Reescribe las líneas del listado que van desde la que contiene "I need to locate the fluffy" hasta el final, ambos extremos incluidos y sin omitir ninguna línea, y traslada cada coordenada de los recuadros delimitadores sumándole 86.
+++ Datos de entrada +++
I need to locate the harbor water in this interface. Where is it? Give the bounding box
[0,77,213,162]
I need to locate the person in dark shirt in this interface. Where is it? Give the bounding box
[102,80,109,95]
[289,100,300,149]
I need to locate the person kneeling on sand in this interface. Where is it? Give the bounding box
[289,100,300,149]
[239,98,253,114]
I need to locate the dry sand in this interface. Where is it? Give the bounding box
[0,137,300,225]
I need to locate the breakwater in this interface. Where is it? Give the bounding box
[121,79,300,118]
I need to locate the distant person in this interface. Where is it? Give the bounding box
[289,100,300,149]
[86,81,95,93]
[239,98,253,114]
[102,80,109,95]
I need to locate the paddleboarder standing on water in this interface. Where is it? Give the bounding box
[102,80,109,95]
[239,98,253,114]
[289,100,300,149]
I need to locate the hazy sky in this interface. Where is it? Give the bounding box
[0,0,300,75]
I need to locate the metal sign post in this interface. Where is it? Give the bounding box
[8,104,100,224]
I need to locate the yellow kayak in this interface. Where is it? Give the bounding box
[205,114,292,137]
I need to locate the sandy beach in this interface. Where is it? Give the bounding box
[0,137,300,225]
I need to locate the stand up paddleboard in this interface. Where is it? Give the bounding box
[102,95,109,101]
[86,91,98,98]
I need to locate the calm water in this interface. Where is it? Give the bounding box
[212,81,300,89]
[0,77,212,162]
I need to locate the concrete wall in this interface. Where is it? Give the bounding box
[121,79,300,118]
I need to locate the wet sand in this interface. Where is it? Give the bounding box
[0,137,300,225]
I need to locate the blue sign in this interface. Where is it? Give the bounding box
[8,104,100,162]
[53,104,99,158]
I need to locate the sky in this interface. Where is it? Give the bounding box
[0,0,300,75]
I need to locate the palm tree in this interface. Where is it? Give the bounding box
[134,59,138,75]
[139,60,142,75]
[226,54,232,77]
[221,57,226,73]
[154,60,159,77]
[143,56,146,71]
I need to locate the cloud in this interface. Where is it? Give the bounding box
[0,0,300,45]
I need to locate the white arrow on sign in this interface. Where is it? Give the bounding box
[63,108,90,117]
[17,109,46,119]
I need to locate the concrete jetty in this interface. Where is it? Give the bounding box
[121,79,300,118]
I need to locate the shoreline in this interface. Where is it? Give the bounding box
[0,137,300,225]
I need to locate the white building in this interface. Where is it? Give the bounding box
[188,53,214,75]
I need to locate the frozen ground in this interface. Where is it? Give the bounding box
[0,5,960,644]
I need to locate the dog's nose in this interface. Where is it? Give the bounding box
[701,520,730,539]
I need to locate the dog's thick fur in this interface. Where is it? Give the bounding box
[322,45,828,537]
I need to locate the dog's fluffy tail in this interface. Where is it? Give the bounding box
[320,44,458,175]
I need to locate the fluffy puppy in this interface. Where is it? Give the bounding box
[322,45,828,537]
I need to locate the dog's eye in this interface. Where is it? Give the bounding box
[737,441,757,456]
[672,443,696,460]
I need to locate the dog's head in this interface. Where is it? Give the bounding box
+++
# Respuesta resuelta
I need to locate the fluffy puppy in this interface. Where is it? Give the bounding box
[408,131,914,623]
I need to locate the dog's eye in this interface. Where is it? Give the bounding box
[823,527,843,542]
[758,529,782,546]
I need to locate the dog's head in this interface. Where is it? Give the bounding box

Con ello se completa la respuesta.